## Brief
Your answer must be every line of the data that holds the string "blossom".

..............................

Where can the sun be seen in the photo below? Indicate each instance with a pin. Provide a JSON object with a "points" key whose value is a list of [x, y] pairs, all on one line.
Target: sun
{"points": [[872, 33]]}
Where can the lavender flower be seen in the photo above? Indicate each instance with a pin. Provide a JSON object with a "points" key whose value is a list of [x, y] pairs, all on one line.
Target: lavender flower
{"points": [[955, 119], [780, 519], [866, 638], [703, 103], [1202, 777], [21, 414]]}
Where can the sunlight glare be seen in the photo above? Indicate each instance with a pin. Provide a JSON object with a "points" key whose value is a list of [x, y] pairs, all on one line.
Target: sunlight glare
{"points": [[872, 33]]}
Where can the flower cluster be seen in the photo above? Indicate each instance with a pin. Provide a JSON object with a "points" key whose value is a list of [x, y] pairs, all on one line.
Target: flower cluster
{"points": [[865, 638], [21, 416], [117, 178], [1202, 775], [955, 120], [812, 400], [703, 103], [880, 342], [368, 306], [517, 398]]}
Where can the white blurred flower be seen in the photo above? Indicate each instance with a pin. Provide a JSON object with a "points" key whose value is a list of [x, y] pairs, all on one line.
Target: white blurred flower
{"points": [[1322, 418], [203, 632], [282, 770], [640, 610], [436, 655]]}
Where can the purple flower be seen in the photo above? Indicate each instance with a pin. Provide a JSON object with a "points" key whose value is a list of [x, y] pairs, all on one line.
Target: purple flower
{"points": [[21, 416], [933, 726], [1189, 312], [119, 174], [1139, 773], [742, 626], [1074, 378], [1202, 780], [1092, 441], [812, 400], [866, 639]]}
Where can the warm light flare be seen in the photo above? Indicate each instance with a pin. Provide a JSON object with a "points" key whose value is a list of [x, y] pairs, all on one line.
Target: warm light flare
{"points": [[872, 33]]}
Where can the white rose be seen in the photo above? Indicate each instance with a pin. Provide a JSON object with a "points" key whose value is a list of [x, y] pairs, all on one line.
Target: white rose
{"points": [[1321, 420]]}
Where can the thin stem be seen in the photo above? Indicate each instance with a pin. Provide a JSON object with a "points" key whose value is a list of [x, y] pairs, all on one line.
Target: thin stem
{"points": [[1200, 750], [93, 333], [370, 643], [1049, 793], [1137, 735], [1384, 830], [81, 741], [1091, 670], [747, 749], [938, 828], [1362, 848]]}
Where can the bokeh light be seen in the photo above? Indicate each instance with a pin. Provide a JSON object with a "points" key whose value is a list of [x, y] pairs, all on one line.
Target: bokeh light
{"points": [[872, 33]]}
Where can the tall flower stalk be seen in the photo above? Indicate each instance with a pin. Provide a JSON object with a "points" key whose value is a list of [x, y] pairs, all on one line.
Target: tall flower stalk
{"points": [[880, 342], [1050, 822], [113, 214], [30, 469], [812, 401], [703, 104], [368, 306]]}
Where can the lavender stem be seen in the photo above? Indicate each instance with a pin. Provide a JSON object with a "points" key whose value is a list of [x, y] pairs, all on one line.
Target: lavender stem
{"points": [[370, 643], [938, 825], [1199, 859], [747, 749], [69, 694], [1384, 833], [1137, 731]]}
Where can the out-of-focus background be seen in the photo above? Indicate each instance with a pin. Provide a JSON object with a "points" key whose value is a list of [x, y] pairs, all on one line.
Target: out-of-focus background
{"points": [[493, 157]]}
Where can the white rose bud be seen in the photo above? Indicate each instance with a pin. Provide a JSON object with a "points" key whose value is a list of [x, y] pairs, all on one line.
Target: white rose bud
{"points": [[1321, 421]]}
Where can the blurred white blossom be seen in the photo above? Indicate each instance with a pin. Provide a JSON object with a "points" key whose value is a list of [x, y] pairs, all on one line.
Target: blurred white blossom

..............................

## Result
Where can the blurred white blossom be seen in the photo above? Indicate each instance with a pin. Provide a JSON object with a "points" key whose value is a list of [x, y] pairs, all on one line.
Target: blurred white blossom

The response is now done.